Recorded information:
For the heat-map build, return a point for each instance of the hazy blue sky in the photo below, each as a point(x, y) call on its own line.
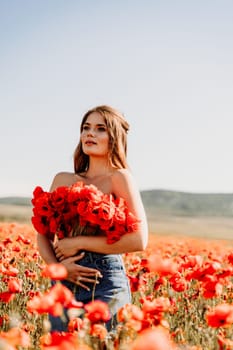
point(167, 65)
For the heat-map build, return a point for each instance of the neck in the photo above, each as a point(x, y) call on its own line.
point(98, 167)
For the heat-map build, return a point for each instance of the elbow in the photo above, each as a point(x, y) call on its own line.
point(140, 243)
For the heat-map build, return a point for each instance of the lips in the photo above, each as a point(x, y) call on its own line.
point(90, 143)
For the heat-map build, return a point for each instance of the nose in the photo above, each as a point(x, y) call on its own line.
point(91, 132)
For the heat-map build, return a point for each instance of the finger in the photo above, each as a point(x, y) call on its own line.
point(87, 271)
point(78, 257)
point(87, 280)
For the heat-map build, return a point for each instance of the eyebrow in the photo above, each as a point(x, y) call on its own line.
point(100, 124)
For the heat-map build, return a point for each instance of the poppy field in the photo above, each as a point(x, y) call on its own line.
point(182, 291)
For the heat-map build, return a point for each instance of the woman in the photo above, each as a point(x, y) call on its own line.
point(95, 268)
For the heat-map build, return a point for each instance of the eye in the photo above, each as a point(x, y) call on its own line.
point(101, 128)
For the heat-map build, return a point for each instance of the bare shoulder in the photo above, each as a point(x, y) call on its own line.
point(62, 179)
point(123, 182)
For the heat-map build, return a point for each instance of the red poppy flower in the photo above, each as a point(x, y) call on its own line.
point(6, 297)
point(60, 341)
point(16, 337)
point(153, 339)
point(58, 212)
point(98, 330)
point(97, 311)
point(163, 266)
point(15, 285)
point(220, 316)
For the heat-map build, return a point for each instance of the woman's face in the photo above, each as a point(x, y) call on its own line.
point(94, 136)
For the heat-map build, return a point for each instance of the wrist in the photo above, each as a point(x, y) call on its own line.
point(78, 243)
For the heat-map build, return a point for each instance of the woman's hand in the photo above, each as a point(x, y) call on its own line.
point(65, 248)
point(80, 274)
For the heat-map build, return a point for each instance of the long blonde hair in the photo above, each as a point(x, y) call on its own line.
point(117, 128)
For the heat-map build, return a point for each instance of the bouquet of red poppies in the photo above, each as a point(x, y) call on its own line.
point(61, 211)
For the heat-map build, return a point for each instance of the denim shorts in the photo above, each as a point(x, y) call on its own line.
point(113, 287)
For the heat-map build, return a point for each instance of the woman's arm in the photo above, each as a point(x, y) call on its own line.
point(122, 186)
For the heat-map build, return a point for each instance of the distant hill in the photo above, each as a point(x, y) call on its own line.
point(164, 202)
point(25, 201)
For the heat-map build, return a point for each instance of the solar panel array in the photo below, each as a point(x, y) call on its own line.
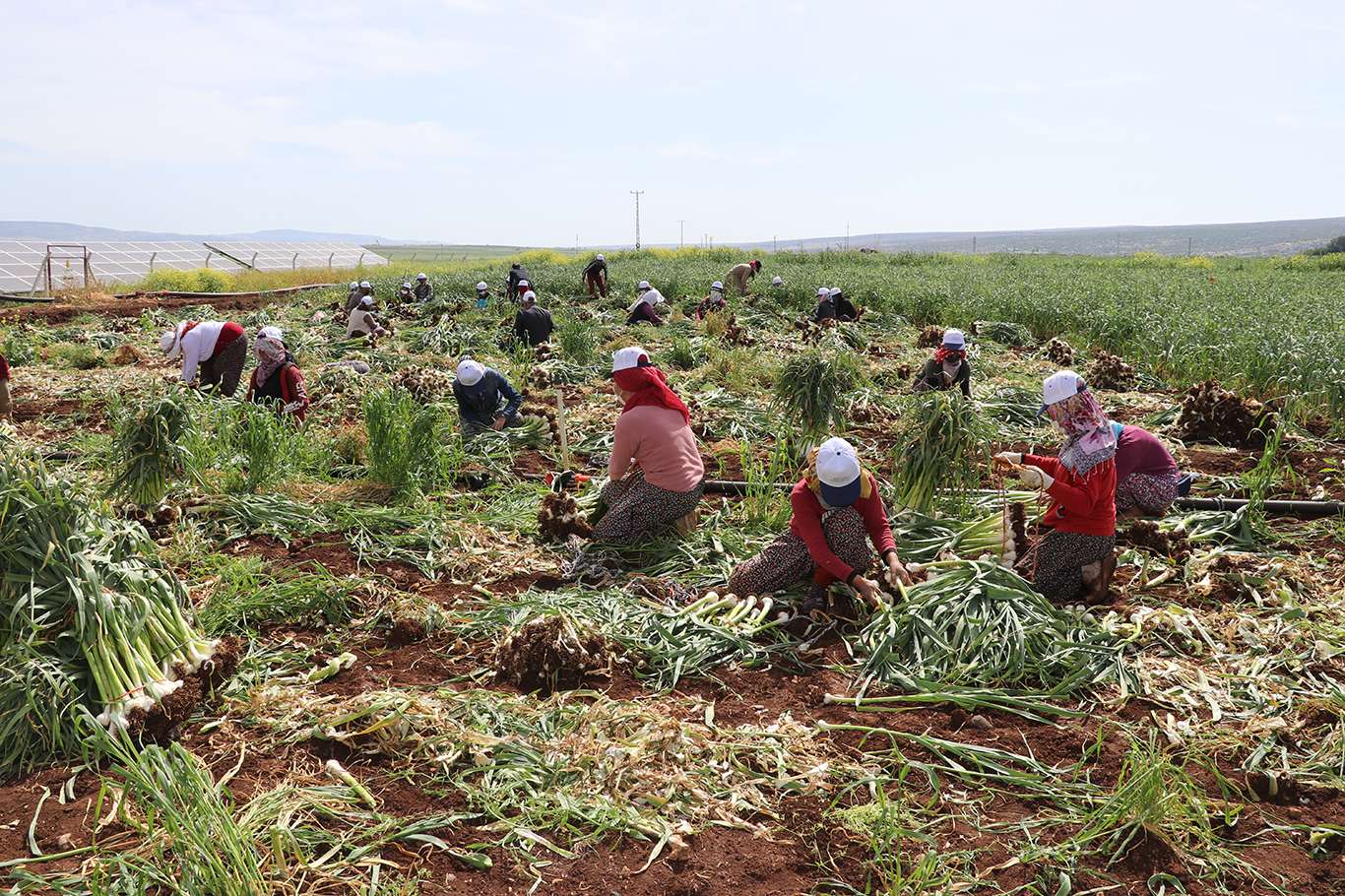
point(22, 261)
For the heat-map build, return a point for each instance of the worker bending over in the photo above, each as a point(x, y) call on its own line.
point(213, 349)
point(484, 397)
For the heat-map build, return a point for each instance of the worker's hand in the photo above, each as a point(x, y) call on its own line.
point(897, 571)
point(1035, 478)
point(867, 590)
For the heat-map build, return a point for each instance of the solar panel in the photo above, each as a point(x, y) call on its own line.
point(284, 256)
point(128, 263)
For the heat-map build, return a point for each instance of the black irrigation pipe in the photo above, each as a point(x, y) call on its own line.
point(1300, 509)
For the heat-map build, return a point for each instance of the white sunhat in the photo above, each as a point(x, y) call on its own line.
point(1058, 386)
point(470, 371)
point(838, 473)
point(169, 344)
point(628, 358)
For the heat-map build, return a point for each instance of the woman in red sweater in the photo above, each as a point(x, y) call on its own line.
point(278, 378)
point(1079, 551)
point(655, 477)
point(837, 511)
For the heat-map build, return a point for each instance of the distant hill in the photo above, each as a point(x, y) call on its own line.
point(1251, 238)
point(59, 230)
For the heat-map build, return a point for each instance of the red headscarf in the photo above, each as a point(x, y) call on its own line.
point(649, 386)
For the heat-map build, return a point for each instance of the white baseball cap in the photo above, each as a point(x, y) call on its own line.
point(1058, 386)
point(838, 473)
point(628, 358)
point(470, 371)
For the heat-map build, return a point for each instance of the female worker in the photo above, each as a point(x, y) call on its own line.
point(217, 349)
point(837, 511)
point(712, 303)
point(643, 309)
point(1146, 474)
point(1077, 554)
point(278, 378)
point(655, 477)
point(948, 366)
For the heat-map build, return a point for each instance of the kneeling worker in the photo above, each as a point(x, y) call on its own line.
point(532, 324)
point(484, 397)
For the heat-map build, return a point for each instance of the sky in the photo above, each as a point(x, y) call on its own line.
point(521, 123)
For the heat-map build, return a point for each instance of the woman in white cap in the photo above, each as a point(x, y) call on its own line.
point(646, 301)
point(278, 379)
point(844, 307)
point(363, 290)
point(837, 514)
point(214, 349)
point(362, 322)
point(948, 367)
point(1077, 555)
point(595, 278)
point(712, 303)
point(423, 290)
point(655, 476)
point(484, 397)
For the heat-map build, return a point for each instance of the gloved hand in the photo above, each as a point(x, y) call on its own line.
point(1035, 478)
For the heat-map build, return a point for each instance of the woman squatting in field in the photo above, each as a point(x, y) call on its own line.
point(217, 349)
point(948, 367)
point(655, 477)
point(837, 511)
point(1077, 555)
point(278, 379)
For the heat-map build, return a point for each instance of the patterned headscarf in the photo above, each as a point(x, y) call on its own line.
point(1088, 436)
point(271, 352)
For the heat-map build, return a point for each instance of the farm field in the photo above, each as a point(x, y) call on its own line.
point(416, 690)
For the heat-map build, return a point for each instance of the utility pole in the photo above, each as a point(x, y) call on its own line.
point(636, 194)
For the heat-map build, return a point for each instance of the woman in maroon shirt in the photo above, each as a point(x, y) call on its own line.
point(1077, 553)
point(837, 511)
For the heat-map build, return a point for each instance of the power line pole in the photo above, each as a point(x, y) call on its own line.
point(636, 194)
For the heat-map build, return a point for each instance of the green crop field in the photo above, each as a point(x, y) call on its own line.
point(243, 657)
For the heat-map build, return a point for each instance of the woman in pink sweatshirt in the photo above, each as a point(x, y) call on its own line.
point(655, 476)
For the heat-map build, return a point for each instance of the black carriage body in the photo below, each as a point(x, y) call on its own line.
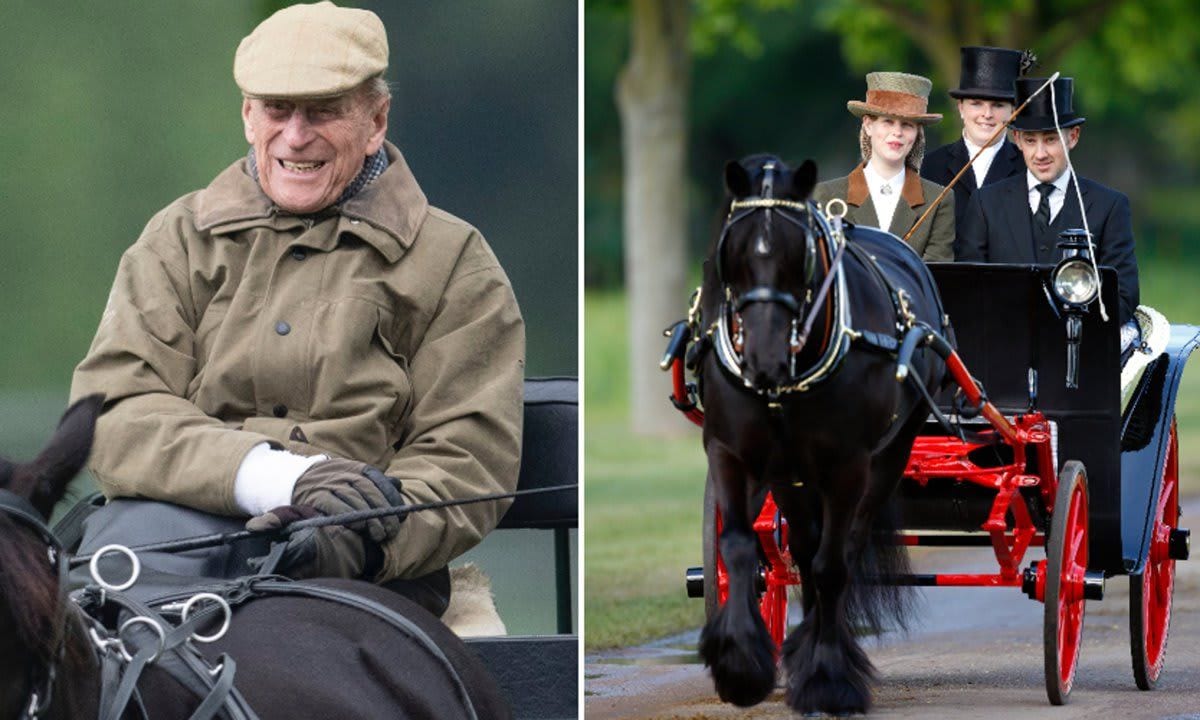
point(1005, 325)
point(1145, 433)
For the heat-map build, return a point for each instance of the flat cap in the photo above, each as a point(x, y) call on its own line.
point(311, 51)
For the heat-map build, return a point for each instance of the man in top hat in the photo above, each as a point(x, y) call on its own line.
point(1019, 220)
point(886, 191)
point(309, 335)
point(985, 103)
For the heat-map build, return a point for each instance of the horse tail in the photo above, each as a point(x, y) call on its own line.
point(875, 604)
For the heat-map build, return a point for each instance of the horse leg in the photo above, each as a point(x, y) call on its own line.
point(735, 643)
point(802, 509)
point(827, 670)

Description of the task:
Copy the stretch from the start of the records through the line that contains "point(90, 143)", with the requests included, and raise every coordinate in the answer points by 112. Leave the pictures out.

Answer to the exercise:
For the heat-map build, return a point for each instance of the hazy blue sky in the photo below, each as a point(x, y) call on its own line.
point(279, 177)
For the heat-map build, return a point for each instance of the neck in the photo above, each as a point(x, y) call on its own line.
point(210, 279)
For the heat-map build, return a point for each instance of the elbow in the photo above, each as a point(x, y) call on its own line.
point(252, 355)
For the heat-map build, return a point for each instance of the lips in the photo above, each as a point(x, y) call on its own line.
point(202, 255)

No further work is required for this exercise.